## [Estratto del testo]
........
Più tardi - una trentina d'anni dopo del 1280 - Avignone diventò sede papale; e vi confluirono uomini e libri: appunto la I, la III e persino la rara IV Decade e dal 1309 anche fra Tolomeo: al seguito del cardinale Leonardo Patrasso, zio di Bonifacio VIII, e vi rimase, pare, fino al 1318[2].
<2.> Subito dopo "venisse" o "venisse enim" l'una e l'altra famiglia danno "in populi romani potestatem qui beneficio quam metu obligare homines malit" e invece Tolomeo presenta, sia nella Determinatio che poi nel De regno, «obligare homines malunt»: ma solo, credo, per una comprensibile variante stilistica; che probalmente egli già aveva inserito nei suoi appunti e quindi mantenne tanto nella Determinatio che nel De regno. Tolomeo non ricorse al Laurenziano 63.21: dove una squadra di copisti trascrisse a Roma dopo la metà del s. XII l'intera III Decade della famiglia normale, e dove dei correttori aggiunsero nei libri XXVI-XXX sui margini le varianti e in fine gli ultimi capitoli del libro XXX dalla famiglia dei libri XXVI-XL; e che godé di una solida fortuna nel Trecento[3]. Infatti il Laurenziano offre nel testo la lezione normale "venire"; e nel margine la variante "venire enim": anzi che "venisse enim", come nella famiglia XXVI-XL. Tolomeo però non |p. 89| avrà incontrato i libri XXVI-XXX di questa famiglia; che nemmeno noi riusciamo a raggiungere; ma uno dei vaari esemplari, in buona parte superstiti, dove la lezione normale era stata medicata con le varianti della famiglia rara: come appunto il Laurenziano 63.21 e come per mano del Petrarca il suo Harleiano 2493 della British Library[4]. E il giovane Tolomeo raggiunse altre opere nelle fornite riserve romane?
........
## [Estratto del dataset]
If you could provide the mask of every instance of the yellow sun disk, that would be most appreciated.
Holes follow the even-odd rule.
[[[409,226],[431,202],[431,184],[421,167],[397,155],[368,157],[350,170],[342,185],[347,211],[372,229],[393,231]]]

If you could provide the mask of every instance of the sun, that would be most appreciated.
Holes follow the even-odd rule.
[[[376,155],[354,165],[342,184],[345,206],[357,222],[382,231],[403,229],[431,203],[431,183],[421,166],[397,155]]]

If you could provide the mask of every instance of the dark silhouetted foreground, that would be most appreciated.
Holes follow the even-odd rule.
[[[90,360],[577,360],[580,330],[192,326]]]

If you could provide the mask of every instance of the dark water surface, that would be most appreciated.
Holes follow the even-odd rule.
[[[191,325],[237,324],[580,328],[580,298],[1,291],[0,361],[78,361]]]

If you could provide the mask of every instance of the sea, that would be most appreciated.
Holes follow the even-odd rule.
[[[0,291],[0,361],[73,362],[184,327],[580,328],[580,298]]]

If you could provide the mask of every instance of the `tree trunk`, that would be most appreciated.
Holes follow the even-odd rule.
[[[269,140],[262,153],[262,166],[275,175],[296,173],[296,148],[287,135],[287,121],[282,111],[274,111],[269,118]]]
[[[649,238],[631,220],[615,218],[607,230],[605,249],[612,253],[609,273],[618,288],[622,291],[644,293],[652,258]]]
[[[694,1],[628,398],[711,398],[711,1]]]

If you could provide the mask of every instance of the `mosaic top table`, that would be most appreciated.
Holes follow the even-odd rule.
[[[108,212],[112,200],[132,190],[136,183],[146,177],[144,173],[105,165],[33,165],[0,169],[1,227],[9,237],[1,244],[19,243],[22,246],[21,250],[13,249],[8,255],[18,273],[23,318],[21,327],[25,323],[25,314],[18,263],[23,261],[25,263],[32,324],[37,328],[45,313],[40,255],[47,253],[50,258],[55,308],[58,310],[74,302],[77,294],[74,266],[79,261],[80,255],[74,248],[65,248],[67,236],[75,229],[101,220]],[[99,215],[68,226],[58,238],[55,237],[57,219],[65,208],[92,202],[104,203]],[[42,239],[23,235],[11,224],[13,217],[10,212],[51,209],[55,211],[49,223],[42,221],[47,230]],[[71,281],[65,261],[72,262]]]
........
## [Requisiti del compito]
Riprendi il brano su fra Tolomeo e i codici delle Decadi, proseguendo subito dopo la domanda conclusiva sulle riserve romane.

## [Esito del compito]
<3.> Tolomeo bene appartenne alla schiera robusta dei domenicani toscani che tra Due e Trecento contribuì a trasformare rapidamente la Toscana ancora provinciale e ancora poco provveduta di libri nelle rigogliosissima Toscana di Dante, del Boccaccio e, nonostante la sua pertinace assenza, ma attraverso le molte amicizie che lì contrasse e quindi i molti scambi che vi mantenne, anche del Petrarca: insomma nella fonte della lingua italiana e nella capitale della nuova letteratura e della nuova arte per l'Italia e per l'Europa.
[1] Billanovich, La biblioteca papale salvò le Storie di Livio, «Studi petrarcheschi» 3 (1986) 1-115; Billanovich, Il testo di Livio. Da Roma a Padova, a Avignone, a Oxford, «Italia medioevale e umanistica» 32 (1989) 53-99.
[2] I. Taurisano, I domenicani in Lucca, Lucca 1914, 64 e 80 n. 1. [BiblDom XXXIX.5.2]
[3] Billanovich, La biblioteca 8, 34-35, 43-45, 49, 77-78, 82, 85-87, 90, 99-102, 105-106, 113-114.
[4] Billanovich, La tradizione del testo di Livio e le origini dell'Umanesimo, vol. II, Il Livio del Petrarca e del Valla..., Padova 1982.